• [Using the information]:
[1] Set down, word for word, the stretch of the article on dinoflagellate decline from "Researchers from the Marine" through "to the ocean.".
[2] Take the article on dinoflagellate decline further, picking up right after its last sentence.

• [Passage for review]:

________________________________________

Researchers from the Marine Biological Association (MBA) have led a study to discover why dinoflagellates are declining in northern regions of our ocean.
Climate warming poses a significant threat to marine ecosystems worldwide, and scientists have documented considerable changes in plankton in the Northeast Atlantic.
Plankton are a diverse collection of tiny organisms found in water. They are a vital food source for many organisms and their activity in the ocean helps regulate the absorption of carbon from the atmosphere to the ocean.
Dinoflagellates are single-celled organisms with two distinctive hair-like structures called flagella. They are a significant component of phytoplankton (plant plankton) and play an important role in the marine food web[JL1] and oceanic carbon cycle.
Scientists have observed that the abundance of large marine dinoflagellates has declined in the North Sea since 1958.
Although theories have suggested this decline could be due to increasing temperatures and wind, the reason behind falling populations has remained a mystery.
Researchers from the Continuous Plankton Recorder (CPR) Survey based at the MBA have led a study to assess the long-term changes in dinoflagellate biomass and biodiversity to see if there is a link to large scale climate patterns and oceanic circulation in the North Atlantic.

________________________________________

• [Recorded information]:
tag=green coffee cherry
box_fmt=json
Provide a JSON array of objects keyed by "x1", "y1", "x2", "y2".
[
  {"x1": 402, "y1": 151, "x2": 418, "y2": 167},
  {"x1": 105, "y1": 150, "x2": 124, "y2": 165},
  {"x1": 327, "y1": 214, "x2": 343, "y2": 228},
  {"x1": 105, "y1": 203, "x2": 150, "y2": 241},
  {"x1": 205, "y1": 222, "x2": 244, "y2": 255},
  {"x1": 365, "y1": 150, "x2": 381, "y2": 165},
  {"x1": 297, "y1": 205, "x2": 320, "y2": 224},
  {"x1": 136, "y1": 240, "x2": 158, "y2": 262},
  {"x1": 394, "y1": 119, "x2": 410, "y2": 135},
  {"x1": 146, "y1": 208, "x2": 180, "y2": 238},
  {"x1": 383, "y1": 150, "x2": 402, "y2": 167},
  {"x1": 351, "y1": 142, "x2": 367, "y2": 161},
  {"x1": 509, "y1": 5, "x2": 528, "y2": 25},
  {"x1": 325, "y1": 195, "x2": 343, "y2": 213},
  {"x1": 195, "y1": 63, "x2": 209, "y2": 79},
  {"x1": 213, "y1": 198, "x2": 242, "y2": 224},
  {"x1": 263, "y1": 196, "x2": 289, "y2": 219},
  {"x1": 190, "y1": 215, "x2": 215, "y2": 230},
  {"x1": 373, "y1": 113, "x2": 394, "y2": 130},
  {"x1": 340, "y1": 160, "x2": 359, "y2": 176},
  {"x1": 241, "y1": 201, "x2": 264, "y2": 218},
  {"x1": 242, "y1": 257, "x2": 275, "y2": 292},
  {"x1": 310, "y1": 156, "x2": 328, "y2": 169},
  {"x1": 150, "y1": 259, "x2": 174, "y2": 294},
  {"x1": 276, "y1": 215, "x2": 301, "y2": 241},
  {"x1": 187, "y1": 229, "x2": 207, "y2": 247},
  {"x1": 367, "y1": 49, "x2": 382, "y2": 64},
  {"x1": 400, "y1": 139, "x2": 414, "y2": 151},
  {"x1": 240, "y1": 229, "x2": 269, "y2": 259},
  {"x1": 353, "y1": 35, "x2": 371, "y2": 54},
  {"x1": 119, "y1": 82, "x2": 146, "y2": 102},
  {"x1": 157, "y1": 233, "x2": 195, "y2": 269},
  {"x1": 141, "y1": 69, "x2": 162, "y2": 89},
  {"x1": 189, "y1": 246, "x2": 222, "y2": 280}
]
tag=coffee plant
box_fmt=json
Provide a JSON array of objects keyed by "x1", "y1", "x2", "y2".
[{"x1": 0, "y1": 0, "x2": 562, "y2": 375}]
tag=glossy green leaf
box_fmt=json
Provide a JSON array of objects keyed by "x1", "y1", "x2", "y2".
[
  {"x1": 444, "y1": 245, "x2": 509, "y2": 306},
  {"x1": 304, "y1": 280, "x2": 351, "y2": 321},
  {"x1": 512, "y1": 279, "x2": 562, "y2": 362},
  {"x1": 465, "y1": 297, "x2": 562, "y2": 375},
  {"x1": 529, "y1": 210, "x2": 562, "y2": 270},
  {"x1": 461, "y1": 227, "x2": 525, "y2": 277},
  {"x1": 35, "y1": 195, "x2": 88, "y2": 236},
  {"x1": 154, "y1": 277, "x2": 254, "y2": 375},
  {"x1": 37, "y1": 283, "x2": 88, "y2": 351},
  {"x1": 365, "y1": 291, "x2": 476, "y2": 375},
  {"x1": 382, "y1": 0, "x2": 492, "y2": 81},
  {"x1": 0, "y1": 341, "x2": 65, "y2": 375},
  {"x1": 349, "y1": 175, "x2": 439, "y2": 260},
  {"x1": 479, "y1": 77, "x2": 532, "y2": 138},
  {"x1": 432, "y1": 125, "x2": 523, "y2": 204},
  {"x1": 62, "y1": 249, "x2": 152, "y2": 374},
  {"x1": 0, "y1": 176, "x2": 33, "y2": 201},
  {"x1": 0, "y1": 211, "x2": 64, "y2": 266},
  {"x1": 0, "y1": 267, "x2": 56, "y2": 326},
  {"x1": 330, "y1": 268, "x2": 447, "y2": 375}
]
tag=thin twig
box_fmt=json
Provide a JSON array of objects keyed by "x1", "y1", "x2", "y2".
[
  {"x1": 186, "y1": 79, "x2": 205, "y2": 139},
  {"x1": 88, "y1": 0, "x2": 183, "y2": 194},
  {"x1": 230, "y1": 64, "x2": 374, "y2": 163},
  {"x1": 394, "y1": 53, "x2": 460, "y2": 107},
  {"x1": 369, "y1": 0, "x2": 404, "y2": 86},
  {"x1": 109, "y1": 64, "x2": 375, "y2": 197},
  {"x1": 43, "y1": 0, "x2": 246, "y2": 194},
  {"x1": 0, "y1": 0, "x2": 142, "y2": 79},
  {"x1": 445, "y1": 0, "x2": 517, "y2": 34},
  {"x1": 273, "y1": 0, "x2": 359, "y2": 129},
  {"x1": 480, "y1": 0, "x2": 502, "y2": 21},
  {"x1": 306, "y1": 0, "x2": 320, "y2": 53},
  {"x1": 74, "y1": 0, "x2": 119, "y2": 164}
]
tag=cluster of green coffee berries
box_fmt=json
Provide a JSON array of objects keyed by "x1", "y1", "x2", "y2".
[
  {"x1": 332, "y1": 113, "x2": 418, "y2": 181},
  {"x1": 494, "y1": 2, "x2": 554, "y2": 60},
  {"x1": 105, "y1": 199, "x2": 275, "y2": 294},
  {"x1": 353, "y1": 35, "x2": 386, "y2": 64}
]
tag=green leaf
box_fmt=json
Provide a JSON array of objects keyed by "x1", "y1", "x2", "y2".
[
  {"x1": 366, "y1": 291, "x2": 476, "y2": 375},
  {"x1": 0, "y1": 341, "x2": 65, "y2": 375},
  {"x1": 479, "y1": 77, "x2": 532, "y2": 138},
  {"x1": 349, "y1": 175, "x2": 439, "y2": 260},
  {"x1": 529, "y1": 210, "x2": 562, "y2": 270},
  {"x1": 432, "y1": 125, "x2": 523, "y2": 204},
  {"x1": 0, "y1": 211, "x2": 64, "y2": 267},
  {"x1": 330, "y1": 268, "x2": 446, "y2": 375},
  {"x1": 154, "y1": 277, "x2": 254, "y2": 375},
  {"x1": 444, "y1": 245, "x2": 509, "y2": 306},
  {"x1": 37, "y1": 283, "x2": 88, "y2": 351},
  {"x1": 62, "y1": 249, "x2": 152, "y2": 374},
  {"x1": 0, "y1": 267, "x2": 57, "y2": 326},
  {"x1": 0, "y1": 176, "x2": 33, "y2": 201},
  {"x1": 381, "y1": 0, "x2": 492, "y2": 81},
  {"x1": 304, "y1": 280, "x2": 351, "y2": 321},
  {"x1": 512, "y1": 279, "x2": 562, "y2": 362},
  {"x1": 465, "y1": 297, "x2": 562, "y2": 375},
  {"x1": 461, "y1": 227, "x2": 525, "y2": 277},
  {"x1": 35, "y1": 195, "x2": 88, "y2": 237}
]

________________________________________

• [Your written answers]:
[1]
Researchers from the Marine Biological Association (MBA) have led a study to discover why dinoflagellates are declining in northern regions of our ocean.
Climate warming poses a significant threat to marine ecosystems worldwide, and scientists have documented considerable changes in plankton in the Northeast Atlantic.
Plankton are a diverse collection of tiny organisms found in water. They are a vital food source for many organisms and their activity in the ocean helps regulate the absorption of carbon from the atmosphere to the ocean.

[2]
The results reveal that regional climate warming has induced a northward movement of subtropical species, facilitated by marine currents. However, a major change in oceanic circulation during the last decade has stopped this movement and induced a biodiversity collapse in the North Sea, while dinoflagellates biomass has remained low because of warming.
In the context of climate change, it is usually assumed that marine species are going to shift their spatial distribution toward northern cooler regions, to cope with increasing temperatures. However, results from the study published in Global Change Biology challenge this view and show that a warming ocean will not result in dinoflagellates simply adjusting their spatial distribution northward. They will also need to be advected by the currents into the regions where the environmental conditions will allow their survival, which will strongly influence their response to climate change.